TASK DIRECTIONS: Can you transcribe every record below exactly as it appears?

--- begin EXCERPTED RECORDS ---

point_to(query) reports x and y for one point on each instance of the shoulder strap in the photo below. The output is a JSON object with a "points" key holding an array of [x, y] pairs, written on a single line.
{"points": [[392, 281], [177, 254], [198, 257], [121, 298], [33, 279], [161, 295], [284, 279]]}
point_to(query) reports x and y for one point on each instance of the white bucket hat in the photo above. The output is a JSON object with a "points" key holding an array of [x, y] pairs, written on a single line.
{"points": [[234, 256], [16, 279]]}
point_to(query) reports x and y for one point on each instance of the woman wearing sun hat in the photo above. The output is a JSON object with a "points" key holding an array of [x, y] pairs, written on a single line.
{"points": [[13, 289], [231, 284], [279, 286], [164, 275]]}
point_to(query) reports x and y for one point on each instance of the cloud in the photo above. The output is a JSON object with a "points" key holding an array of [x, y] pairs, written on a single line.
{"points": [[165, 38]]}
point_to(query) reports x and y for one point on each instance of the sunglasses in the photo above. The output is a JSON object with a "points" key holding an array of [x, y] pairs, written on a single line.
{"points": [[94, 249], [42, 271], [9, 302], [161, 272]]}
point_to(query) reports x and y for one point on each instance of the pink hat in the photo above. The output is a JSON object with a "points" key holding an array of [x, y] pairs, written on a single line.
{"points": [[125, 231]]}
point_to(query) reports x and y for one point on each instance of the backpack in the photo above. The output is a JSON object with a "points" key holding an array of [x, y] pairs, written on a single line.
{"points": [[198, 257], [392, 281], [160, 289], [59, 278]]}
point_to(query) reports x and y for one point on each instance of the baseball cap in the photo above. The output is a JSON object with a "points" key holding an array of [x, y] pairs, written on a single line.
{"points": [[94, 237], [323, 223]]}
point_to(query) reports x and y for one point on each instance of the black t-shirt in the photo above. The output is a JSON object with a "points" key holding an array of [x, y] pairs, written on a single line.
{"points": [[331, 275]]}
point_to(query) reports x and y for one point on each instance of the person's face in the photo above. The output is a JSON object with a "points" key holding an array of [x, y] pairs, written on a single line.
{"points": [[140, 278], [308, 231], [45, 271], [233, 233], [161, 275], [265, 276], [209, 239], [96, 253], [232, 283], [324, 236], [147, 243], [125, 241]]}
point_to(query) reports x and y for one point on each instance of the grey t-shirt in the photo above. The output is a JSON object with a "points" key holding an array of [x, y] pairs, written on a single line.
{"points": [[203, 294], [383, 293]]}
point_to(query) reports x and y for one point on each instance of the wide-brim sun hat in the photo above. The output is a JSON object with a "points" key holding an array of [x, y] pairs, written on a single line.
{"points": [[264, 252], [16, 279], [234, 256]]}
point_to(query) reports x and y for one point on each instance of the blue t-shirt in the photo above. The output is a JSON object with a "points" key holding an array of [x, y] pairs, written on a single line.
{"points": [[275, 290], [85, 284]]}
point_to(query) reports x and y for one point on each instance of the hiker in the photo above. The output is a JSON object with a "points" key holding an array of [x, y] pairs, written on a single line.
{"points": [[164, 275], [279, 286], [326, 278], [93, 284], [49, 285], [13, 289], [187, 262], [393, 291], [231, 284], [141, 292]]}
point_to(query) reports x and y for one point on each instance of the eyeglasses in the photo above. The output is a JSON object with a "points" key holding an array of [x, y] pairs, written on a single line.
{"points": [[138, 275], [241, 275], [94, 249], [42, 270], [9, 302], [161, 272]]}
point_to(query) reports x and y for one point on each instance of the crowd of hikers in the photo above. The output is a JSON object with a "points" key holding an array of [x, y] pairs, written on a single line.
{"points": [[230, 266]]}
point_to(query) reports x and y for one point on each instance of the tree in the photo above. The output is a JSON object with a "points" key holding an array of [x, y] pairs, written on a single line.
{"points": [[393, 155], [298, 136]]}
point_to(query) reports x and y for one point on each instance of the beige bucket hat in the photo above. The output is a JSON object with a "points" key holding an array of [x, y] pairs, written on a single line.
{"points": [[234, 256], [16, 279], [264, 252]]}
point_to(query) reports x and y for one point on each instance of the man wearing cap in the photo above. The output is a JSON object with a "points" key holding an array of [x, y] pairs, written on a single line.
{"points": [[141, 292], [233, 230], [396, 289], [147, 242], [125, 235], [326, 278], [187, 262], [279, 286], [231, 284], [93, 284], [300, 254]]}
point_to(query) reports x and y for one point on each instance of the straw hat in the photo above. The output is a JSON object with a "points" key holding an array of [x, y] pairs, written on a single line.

--- end EXCERPTED RECORDS ---

ANSWER TO THE TASK:
point_to(query) reports x and y for one point on each instance of the shoulder strap in the photo below. The output is a JSON object with a "points" key holding an array of [x, y] pairs, written on a single line.
{"points": [[392, 281], [177, 254], [198, 257], [121, 298], [33, 279], [161, 295], [284, 279]]}
point_to(query) reports x and y for one point on each instance of the white bucket hat in the photo above. The output is a JSON object with a "points" key holding an array of [x, y] pairs, written on a single line.
{"points": [[234, 256], [16, 279]]}
point_to(query) reports x and y for one point on each instance of the woman wearing sun hat in the photo above. The output is a JSON object with a "points" key holding an array of [x, y] pairs, written on a single line.
{"points": [[13, 289], [231, 284], [279, 286], [164, 275]]}
point_to(query) reports x and y for one point on each instance of the cloud in the photo above. The output is a JSON object with a "points" key holding an array of [x, y] pairs, written on a single line.
{"points": [[165, 38]]}
point_to(query) reports x and y for one point on each instance of the sunglasses in the photo above. The output is a JSON object with a "points" key holding an array of [x, y] pairs, written on a single line.
{"points": [[94, 249], [42, 271], [9, 302], [161, 272]]}
point_to(query) reports x and y for one point on each instance of the pink hat in the photo above. The output is a JSON object with a "points" key holding an array of [x, y] pairs, written on a single line.
{"points": [[125, 231]]}
point_to(query) reports x and y for one point on each instance of the backpack in the photo above. The output is a JSON object with a "points" key holding an array of [x, y] pairs, written on a single line.
{"points": [[198, 257], [392, 281], [160, 289], [59, 278]]}
point_to(query) reports x and y for one point on each instance of the baseball cap in the photo above. The output is a JSON object with a "points" key holding an array of [x, y] pairs, written on a single line.
{"points": [[94, 237], [323, 223]]}
point_to(query) reports x and y for one point on each instance of the black t-shirt in the photo above. The output is a JSON object with a "points" key holding an array of [x, y] pairs, written on a single line.
{"points": [[331, 275]]}
point_to(query) reports x and y for one point on each instance of the person's face in the photo above. The output is a JSON object with a "points" key holding an array of [x, y] pairs, written on a single line.
{"points": [[140, 278], [308, 231], [45, 271], [233, 233], [161, 275], [265, 276], [209, 239], [96, 253], [232, 283], [324, 236], [147, 243], [125, 241]]}
point_to(query) reports x and y for one point on each instance of the grey t-shirt in the photo above. The output is a JSON object with a "points" key holding an array of [x, y] pairs, written on a single line.
{"points": [[203, 294], [383, 293]]}
point_to(query) reports x and y for one point on each instance of the wide-brim sun hat in the photo above. The output is a JSON object with a "points" key holding an array of [x, y] pairs, written on a single line.
{"points": [[264, 252], [16, 279], [234, 256]]}
point_to(query) reports x and y for one point on each instance of the blue t-shirt in the photo above. The output is a JSON object with a "points" key holding an array of [x, y] pairs, written on a single line.
{"points": [[275, 290], [85, 284]]}
point_to(query) reports x and y for one point on each instance of the hiker in the photo above. The output is a JSON object with a "points" key holding an array of [x, y] pairs, written on a single line.
{"points": [[164, 275], [279, 286], [326, 278], [93, 284], [49, 285], [13, 289], [187, 262], [393, 291], [231, 284], [141, 292]]}
point_to(query) reports x and y for one point on each instance of the eyeglasses in the photo above. The output is a JSON object with a "points" key holding an array of [x, y] pairs, written on a single line.
{"points": [[138, 275], [241, 275], [94, 249], [42, 270], [9, 302], [161, 272]]}
point_to(query) reports x and y for one point on each instance of the crowd of hikers in the photo above. The output is a JSON object with a "points" key holding an array of [x, y] pairs, written on a single line.
{"points": [[230, 266]]}
point_to(query) reports x and y for one point on each instance of the tree in the photo above. The output is a JSON object with a "points" key holding an array of [x, y] pairs, written on a single line.
{"points": [[393, 155], [298, 136]]}
point_to(query) reports x and y for one point on each instance of the beige bucket hat in the photo above. The output is a JSON object with a "points" key holding an array of [x, y] pairs, written on a single line.
{"points": [[234, 256], [16, 279], [264, 252]]}
point_to(query) reports x and y for one point on each instance of the man wearing cap in the photo above. The output is a JSON object with a "points" key holding an array of [x, y] pairs, written on a single line.
{"points": [[141, 292], [233, 230], [396, 289], [147, 242], [125, 235], [326, 278], [187, 262], [279, 286], [231, 284], [93, 284], [300, 254]]}
point_to(query) reports x and y for one point on each instance of the straw hat in the photo above. The output is a JSON object with a "points" key holding an array of [x, y] pairs, written on a single line.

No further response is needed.